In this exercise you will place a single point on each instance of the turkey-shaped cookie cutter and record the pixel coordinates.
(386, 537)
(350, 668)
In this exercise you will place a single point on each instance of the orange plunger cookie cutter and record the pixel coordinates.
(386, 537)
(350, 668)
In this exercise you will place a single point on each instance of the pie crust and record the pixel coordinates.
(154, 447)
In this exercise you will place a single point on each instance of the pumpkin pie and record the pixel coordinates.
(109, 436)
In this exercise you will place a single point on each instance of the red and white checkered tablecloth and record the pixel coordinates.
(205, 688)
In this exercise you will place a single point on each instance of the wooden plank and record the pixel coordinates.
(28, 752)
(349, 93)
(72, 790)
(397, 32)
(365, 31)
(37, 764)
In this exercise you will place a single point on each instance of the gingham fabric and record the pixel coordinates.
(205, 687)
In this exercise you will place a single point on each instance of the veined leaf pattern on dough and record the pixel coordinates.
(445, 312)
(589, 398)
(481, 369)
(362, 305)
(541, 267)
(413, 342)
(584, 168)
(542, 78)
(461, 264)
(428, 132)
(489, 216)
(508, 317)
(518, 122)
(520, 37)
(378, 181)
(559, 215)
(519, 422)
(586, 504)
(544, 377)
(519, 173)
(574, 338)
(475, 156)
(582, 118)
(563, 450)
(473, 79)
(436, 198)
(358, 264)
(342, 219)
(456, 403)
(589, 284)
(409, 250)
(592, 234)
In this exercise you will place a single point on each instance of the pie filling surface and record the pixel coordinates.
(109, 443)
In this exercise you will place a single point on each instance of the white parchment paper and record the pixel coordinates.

========================================

Every line above should be printed again exactly as it stands.

In this exercise you will place a single point on each instance of the turkey-shaped cookie cutter and record the pixel coordinates.
(386, 537)
(350, 668)
In this exercise you will place a single point on each instance of the orange plunger cookie cutter and record the pixel coordinates.
(386, 537)
(350, 668)
In this exercise you will place a single point on each instance of the pie crust and record the pixel coordinates.
(154, 447)
In this exercise you will place a single point on each instance of the pumpkin pie and record the pixel coordinates.
(109, 436)
In this exercise you will place a single point on each instance of the red and white checkered tablecloth and record the pixel coordinates.
(205, 688)
In this exercise you will place a single point on each instance of the wooden plank and record the pixel coordinates.
(28, 752)
(349, 93)
(72, 790)
(397, 32)
(365, 31)
(37, 764)
In this exercise you will place a single point on each instance of the gingham fabric and record the pixel coordinates.
(205, 687)
In this exercise you will place a single point on each instance of the veined leaf pattern on dough and record the pixel coordinates.
(445, 312)
(589, 398)
(481, 369)
(362, 305)
(541, 267)
(413, 342)
(584, 168)
(542, 78)
(461, 264)
(428, 132)
(489, 216)
(508, 317)
(518, 122)
(520, 37)
(378, 181)
(559, 215)
(519, 422)
(586, 504)
(544, 377)
(519, 173)
(574, 338)
(475, 156)
(582, 118)
(563, 450)
(473, 79)
(436, 198)
(358, 264)
(342, 219)
(456, 403)
(589, 284)
(409, 250)
(592, 234)
In this exercise you will place a single point on each instance of the pie filling surface and record the pixel coordinates.
(109, 443)
In this exercise you will place a single point on each instance of the white parchment paper and record the pixel coordinates.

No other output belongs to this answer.